La amargura de la flauta dulce
Sarita era mi profesora de música en edad escolar. Y sobre todo era una melófoba encubierta, aunque no consiguió el objetivo de que aborreciera la música. Y estuvo muy cerca de lograrlo cuando me hizo subir al escenario para interpretar a capella una versión del Danubio Azul, cuya letra ella misma había escrito.
“El Rin tu hermano menor es feliz”, escribía Sarita y cantaba yo, ignorando ambos -lo suyo era más grave- que el caudal de aquel río era probablemente el más sangriento de Europa: desde la frustrada expansión de Germania pretendida por los romanos hasta la hemorragia que supuso la II Guerra Mundial.
Sarita era feliz también. O tan feliz como el río, aunque la obsesión de inyectarle letras a las partituras hacían de ella una especie conspiradora. Le puso música a la 'Pequeña música nocturna' de Mozart. Decidió que al compositor austriaco le hubiera agradado el sabotaje coral del estribillo: “El nombre de María, que cinco letras tiene, el nombre de María, que cinco letras tiene”.
Seis letras tiene el nombre de Sarita. Y nueve tiene el nombre de la “Arlesiana”. Menciono la cifra porque Sarita también le puso letra a la obra de Bizet. Y no consigo olvidarla, por mucho que haya intentado eliminarla de mi memoria -“A poco vi, allá lejos de aquí....”- ni logró desenmascarar, pese a mis esfuerzos, al responsable escolar que introdujo la flauta dulce como vínculo parasitario entre la música y la educación.
Se ha demostrado que provoca con los niños una especie de síndrome de Pavlov. Escuchar el pitido predispone al tormento, nos pone a salivar. Y establece un malentendido de acuerdo con el cual la iniciación a la música clásica comienza desde la repulsa a la música clásica, divulgada por maestros como Sarita en una gran conspiración educativa que concierne igualmente a las demás manifestaciones artísticas.
De otro modo, no resultarían tan traumáticas las visitas a los museos. Concebidas tantas veces por los epígonos de Sarita o por Sarita misma. Que se adelantan al grupo de niños para leer antes que ellos el título del cuadro. Y recrearse así en una impostada erudición, por otro lado bastante propicia a las hipótesis temerarias.

==========

Qué se pide
Según el pasaje, ¿a qué obra de Mozart le puso letra Sarita?

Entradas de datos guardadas
==========

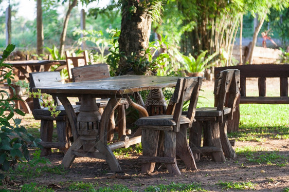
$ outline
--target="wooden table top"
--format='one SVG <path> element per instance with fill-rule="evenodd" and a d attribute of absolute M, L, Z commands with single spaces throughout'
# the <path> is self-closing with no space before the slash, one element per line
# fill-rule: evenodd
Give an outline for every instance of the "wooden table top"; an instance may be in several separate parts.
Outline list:
<path fill-rule="evenodd" d="M 42 92 L 57 94 L 121 95 L 155 88 L 174 87 L 179 78 L 125 75 L 95 81 L 68 83 L 59 86 L 36 87 L 33 90 L 36 91 L 37 89 L 40 89 Z"/>
<path fill-rule="evenodd" d="M 4 62 L 7 64 L 11 64 L 13 67 L 27 65 L 66 65 L 66 60 L 25 60 L 25 61 L 7 61 Z"/>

==========

Respuesta esperada
A la 'Pequeña música nocturna'.